■ EXERCISE DETAILS
Copy out the records below, switching every "single point" to "lone point" and leaving everything else unchanged.

■ THE INPUT

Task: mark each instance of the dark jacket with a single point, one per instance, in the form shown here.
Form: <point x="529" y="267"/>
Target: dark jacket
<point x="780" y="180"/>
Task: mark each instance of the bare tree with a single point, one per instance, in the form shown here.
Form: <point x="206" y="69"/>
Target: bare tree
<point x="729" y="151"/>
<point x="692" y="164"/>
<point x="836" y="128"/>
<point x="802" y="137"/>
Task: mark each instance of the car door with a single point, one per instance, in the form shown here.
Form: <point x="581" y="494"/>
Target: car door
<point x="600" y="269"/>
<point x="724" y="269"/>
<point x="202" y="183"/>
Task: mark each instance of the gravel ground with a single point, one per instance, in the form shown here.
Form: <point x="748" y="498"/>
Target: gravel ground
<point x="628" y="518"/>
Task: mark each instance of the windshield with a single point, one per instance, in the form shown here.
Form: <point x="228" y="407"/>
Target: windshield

■ FINISHED EXERCISE
Task: mark each instance of the dark jacket with a lone point, one per instance, in the form shown here.
Form: <point x="529" y="267"/>
Target: dark jacket
<point x="780" y="180"/>
Task: mark each instance of the bare tree with a lone point, one per instance, in the form shown here.
Form: <point x="206" y="69"/>
Target: bare tree
<point x="729" y="151"/>
<point x="692" y="164"/>
<point x="836" y="128"/>
<point x="802" y="137"/>
Task: mark each instance of the car door with a lone point, one per instance, in the form shown here.
Form: <point x="581" y="494"/>
Target: car door
<point x="600" y="269"/>
<point x="724" y="269"/>
<point x="202" y="183"/>
Task: mark each instance of the gravel ground with a lone point, one per instance, in the form shown here.
Form: <point x="748" y="498"/>
Target: gravel ground
<point x="628" y="518"/>
Task: mark each instance of the windshield with a lone point, one per instance, in the form shown here.
Form: <point x="228" y="407"/>
Target: windshield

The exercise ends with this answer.